Aim of the exercise:
Answer these questions from the mailing-list message below:
1. Whose earlier message does the reply quote?
2. How many rsync commands does the quoted reasoning say it takes to mirror CRAN?
3. Which installer is given as an example of one that must find packages another way when tarballs or installers are missing?

Document text:
[Distutils] Python people want CPAN and how the latter came about

Laura Creighton lac at openend.se
Sat Dec 26 13:15:14 CET 2009

In a message of Sat, 26 Dec 2009 13:03:32 +0900, David Cournapeau writes:
>I guess you meant upload. The reasons I see for making some things, in
>particular upload mandatory are as follows:
> - file upload makes pure rsync-based mirroring. In the case of CRAN,
>you mirror with one rsync command. No need for fancy scheme, new
>packages, etc...
> - lack of tarballs/installers means that when you use an installer,
>for example easy_install, it has to find it in another way. This way
>is based on scraping: the website may be dead, not available anymore,
>etc... In that case, installation fails. Different websites may also
>have different limitations (think about corporate networks).

This, of course, is one reason why some people want to do exactly
this.  Right now I don't know any way to say 'under no circumstances,
ever, let easy_install near my code because it will do very bad things
to it'.

> - more generally, if there is an information missing on Pypi, be it
>in the form of metadata, data, etc..., it means it will have to be
>inferred back. Making upload  easier seems a very weak argument to
>justify this.

Material provided:

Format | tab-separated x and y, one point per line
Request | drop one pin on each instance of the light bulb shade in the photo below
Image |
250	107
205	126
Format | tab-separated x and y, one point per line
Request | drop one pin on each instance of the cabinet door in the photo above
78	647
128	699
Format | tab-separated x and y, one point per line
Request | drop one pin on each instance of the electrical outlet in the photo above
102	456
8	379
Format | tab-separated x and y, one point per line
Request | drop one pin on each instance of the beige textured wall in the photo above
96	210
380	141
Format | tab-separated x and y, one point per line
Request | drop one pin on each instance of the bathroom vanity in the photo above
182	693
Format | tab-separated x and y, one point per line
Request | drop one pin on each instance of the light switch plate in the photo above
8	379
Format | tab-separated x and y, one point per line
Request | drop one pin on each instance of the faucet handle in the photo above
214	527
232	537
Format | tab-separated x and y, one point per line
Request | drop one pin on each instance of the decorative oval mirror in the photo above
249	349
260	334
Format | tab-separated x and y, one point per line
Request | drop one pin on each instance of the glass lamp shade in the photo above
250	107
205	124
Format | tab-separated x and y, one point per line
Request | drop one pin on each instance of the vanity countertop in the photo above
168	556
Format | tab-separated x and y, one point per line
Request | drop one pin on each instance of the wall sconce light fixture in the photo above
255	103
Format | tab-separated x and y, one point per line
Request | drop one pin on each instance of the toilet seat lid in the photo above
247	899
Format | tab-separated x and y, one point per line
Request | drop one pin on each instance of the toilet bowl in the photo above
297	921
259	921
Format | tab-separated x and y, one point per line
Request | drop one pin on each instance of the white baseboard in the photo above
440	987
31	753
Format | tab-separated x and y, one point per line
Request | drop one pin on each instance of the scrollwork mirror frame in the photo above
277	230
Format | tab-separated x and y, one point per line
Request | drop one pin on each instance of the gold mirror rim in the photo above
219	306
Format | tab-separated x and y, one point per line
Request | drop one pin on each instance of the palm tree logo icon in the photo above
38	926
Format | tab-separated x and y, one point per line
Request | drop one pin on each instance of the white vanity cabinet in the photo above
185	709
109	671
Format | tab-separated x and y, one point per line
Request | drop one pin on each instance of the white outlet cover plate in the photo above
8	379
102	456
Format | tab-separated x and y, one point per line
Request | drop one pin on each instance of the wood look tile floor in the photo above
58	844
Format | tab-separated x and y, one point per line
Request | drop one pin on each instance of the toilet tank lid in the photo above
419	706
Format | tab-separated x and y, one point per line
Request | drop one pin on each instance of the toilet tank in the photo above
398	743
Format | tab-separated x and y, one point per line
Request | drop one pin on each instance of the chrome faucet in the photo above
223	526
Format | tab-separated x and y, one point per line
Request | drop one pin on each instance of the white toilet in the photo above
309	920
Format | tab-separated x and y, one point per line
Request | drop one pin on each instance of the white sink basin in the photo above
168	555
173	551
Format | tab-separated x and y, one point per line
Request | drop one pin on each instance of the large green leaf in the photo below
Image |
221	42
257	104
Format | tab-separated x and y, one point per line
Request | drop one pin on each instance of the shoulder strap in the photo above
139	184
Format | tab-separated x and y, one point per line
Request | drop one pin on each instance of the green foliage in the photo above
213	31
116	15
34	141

Response to the exercise:
1. David Cournapeau
2. One
3. easy_install